Aim - In this exercise, return the whole listing exactly, excluding any images.

Material -
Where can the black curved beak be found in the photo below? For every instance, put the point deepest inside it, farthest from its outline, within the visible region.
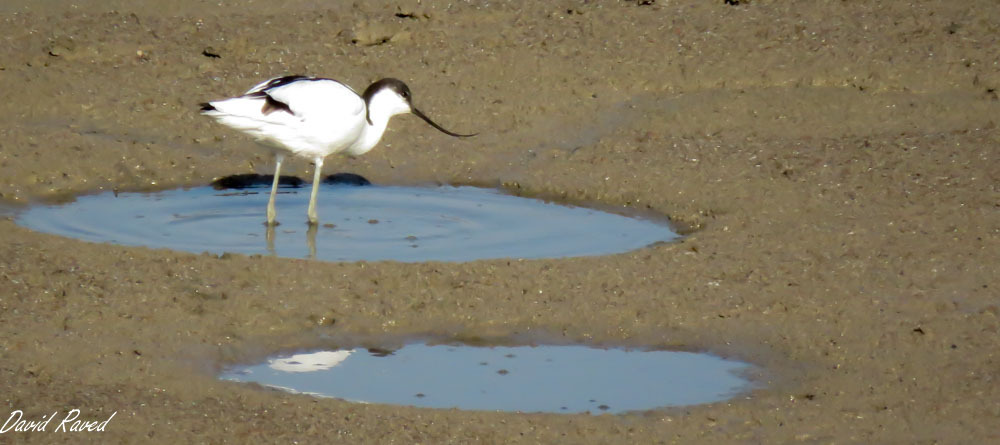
(423, 116)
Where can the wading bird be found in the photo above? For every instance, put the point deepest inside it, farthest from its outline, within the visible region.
(315, 117)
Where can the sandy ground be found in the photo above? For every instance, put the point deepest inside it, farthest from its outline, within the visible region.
(836, 161)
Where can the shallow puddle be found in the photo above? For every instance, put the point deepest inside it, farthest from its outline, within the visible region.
(356, 223)
(559, 379)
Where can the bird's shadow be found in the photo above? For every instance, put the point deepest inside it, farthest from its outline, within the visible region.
(253, 180)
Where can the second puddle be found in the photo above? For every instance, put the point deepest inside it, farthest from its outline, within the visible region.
(548, 378)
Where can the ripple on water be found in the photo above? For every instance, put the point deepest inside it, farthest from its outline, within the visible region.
(407, 224)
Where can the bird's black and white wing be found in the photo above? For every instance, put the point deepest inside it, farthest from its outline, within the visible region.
(294, 112)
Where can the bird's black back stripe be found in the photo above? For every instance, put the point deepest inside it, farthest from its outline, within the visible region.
(271, 105)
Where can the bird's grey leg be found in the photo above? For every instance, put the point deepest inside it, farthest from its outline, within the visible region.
(312, 196)
(274, 189)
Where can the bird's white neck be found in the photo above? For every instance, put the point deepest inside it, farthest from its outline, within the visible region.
(382, 107)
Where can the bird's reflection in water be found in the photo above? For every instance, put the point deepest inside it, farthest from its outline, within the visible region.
(269, 235)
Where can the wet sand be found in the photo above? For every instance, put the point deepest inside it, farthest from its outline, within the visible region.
(835, 162)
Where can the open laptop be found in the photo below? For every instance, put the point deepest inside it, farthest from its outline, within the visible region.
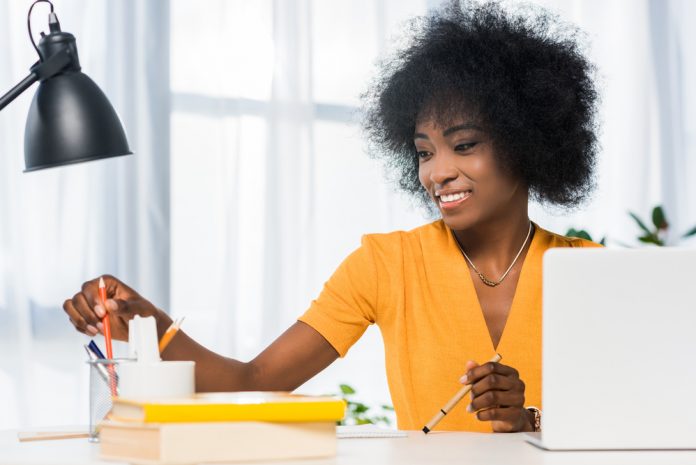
(619, 349)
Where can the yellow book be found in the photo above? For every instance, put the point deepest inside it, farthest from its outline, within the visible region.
(201, 442)
(231, 406)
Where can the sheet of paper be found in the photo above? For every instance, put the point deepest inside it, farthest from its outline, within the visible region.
(368, 431)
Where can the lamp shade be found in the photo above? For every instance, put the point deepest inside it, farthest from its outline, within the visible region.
(70, 121)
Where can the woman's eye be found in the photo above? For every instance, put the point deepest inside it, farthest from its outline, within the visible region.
(464, 147)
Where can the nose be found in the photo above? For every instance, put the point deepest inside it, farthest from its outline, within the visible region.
(443, 170)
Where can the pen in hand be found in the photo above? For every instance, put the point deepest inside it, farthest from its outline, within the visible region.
(453, 401)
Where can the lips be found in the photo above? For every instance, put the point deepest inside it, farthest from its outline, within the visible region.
(452, 199)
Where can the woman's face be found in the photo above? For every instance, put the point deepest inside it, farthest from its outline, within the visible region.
(457, 167)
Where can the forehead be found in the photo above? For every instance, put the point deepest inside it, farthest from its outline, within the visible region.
(431, 127)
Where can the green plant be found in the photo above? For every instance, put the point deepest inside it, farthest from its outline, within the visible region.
(581, 233)
(357, 413)
(657, 233)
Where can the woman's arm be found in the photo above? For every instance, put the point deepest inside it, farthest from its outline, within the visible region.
(296, 356)
(293, 358)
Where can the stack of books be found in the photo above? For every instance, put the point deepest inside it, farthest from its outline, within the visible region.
(221, 427)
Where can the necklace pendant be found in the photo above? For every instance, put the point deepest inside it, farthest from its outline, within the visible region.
(487, 281)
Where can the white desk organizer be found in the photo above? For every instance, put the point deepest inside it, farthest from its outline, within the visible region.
(148, 377)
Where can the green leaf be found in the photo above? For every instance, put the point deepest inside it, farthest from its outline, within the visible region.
(659, 219)
(581, 233)
(361, 408)
(640, 223)
(691, 232)
(651, 239)
(347, 390)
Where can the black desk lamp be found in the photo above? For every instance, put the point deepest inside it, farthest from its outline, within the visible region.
(70, 119)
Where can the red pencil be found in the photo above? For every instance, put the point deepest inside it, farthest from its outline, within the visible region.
(107, 335)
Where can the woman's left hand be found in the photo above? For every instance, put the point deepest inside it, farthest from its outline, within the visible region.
(497, 395)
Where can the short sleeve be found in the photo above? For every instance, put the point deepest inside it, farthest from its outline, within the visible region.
(347, 304)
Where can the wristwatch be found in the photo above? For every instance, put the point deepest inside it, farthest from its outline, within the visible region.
(537, 418)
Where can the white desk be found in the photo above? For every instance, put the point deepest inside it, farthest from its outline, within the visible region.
(435, 448)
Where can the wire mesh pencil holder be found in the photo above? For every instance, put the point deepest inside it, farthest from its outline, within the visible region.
(103, 387)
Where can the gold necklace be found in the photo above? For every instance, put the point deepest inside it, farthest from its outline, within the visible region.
(485, 280)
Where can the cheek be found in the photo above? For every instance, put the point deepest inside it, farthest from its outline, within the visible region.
(424, 176)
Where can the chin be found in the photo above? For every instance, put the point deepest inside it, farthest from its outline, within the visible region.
(460, 221)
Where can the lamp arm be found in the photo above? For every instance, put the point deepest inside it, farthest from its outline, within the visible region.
(18, 89)
(40, 71)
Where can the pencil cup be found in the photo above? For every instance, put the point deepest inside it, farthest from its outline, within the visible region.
(103, 386)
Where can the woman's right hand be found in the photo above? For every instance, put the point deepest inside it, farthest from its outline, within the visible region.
(123, 303)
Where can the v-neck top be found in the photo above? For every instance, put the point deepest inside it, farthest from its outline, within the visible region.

Worked answer -
Where can the black curved beak be found in the photo below? For every instance, put the point deepest inside it, farthest from its outline, within the visible region.
(423, 116)
Where can the wading bird be found in the photo above? For every instance, put the point deepest inside it, farthest from its outline, within the visible region.
(315, 117)
Where can the sandy ground be found in the photo above? For every instance, put the point deepest inside it, farthest from its outline, within the visible region.
(836, 161)
Where can the shallow puddle be found in the photo above? For every instance, put the point deepest inside it, farthest from its outline, within the visible region.
(356, 223)
(559, 379)
Where can the bird's shadow be found in the photo above? For every instance, put the point deepest inside it, farthest from its outline, within the visible region.
(253, 180)
Where can the second puddle be found in the photo above? For every instance, put the point deepest inside it, farthest from its outline, within the visible region.
(548, 378)
Where can the ripple on water be found in the photo above? For every instance, put the point deepest inside it, farthest from its outline, within the visible region.
(407, 224)
Where can the bird's black and white wing be found in the photo above? For every instance, put the point deepest inside it, farthest from its outline, within the visible region.
(294, 112)
Where can the bird's black back stripe be found in the photo above? For every instance, put the point deepest inside it, farthest from its outline, within the visible region.
(271, 105)
Where can the bird's grey leg be found in the photo above? For every instance, put the point deepest inside it, farthest from its outline, within the visible region.
(312, 196)
(274, 189)
Where can the bird's white neck be found in the photo above? For every instance, put the point deepest inside it, farthest from its outline, within the visible region.
(382, 107)
Where can the bird's reflection in water be found in the photo above? For every instance, put the point deepest inside it, farthest from its outline, within the visible region.
(269, 235)
Where can the wet sand be found in the photo above? For every instance, put the point deepest inside it, farthest from its outline, within the visible region.
(835, 162)
Where can the open laptop be found in the photo below? For every instance, put the point deepest inside it, farthest from its outline, within the visible region.
(619, 349)
Where can the yellow book be found in the photo above? For every instance, put the point deepest inside it, farthest from its outline, within the visible region.
(201, 442)
(231, 406)
Where can the sheet of paper be found in the photo above? For every instance, put the point deepest inside it, farthest from its outline, within the visible region.
(368, 431)
Where can the lamp shade be found in the photo above? For every instance, put the point deepest inside it, farthest from its outline, within the visible region.
(70, 121)
Where can the woman's eye be found in the photo above? For every instance, put the point deepest inside it, farthest from its outline, within the visible region.
(464, 147)
Where can the nose be found in the photo above? For every instance, put the point deepest inside it, farthest from its outline, within the visible region.
(443, 170)
Where can the pen in hand be found in the photo above? For every instance, put the point deepest inside it, farthest from its outline, within the visible region.
(453, 401)
Where can the lips be found in the photo above? For every instance, put the point deepest inside it, farthest from its outline, within the visible region.
(452, 199)
Where can the woman's face be found in the photo above? For every instance, put the point deepest inside it, farthest from its outline, within the visible region.
(457, 167)
Where can the forehead be found in the photo above? For every instance, put the point deepest inside it, farthest from its outline, within the visible region.
(431, 127)
Where can the green plant be found in the photo above? For every instance, put the point deepest inside it, farthest from its outline, within the visible region.
(581, 233)
(357, 413)
(657, 233)
Where can the woman's arm be found in the photo above? For every instance, put the point deepest inside it, farthest from its outline, within the visible region.
(296, 356)
(293, 358)
Where can the stack of books be found in the photo above? For every instance, put the point deepest inside it, farthest from its outline, within the visible region.
(221, 427)
Where can the necklace pendant be found in the photo above? For every instance, put the point deepest inside it, farthest from its outline, within the visible region.
(487, 281)
Where can the white desk organizer be found in the photo above? For every instance, put the point deepest inside it, farthest from its outline, within the visible region.
(148, 377)
Where can the green leaf be found in the photo above? For every instance, put the point deepest inside it, farthest from its outline, within the visible region.
(659, 219)
(581, 233)
(361, 408)
(640, 223)
(691, 232)
(651, 239)
(347, 390)
Where can the black desk lamp be found in the photo above? For every instance, put the point deepest inside it, farthest from its outline, within the visible region.
(70, 119)
Where can the red pencil be found in the photo above? For every instance, put the point deepest inside it, farthest from its outline, within the visible region.
(107, 335)
Where can the woman's left hand be found in the photo above? For every instance, put the point deepest inside it, farthest from its outline, within the visible region.
(497, 395)
Where can the short sleeve be found in the photo above? For every instance, put the point deepest inside it, farthest from its outline, within the visible region.
(347, 304)
Where can the wristwatch be found in the photo above? For every instance, put the point deepest inside it, farthest from its outline, within the visible region.
(537, 418)
Where can the white desk be found in the photo above? For every instance, put the point deepest inside it, farthest from its outline, within the visible region.
(435, 448)
Where can the wire mesh pencil holder be found in the photo above? For every instance, put the point deepest inside it, farthest from its outline, within the visible region.
(103, 387)
Where can the gold necklace be found in the photo above? For every instance, put the point deepest inside it, farthest from its outline, within the visible region.
(485, 280)
Where can the cheek be found in the photo above? For every instance, put the point deepest inside it, farthest from its outline, within the visible region.
(424, 176)
Where can the chin be found in the photo above? For every instance, put the point deepest inside it, farthest from its outline, within the visible region.
(460, 221)
Where can the lamp arm be found in the photo above? For every instance, put the point deepest inside it, farthest from its outline, within the visible region.
(18, 89)
(40, 71)
Where can the pencil cup be found in the photo above? For every instance, put the point deepest inside it, farthest from its outline, within the visible region.
(103, 386)
Where can the woman's right hand be found in the photo above? For every instance, put the point deepest inside it, farthest from its outline, within the visible region.
(123, 303)
Where can the v-neck top be found in the photo above? For every instance, put the point deepest inside it, farthest from its outline, within the visible region.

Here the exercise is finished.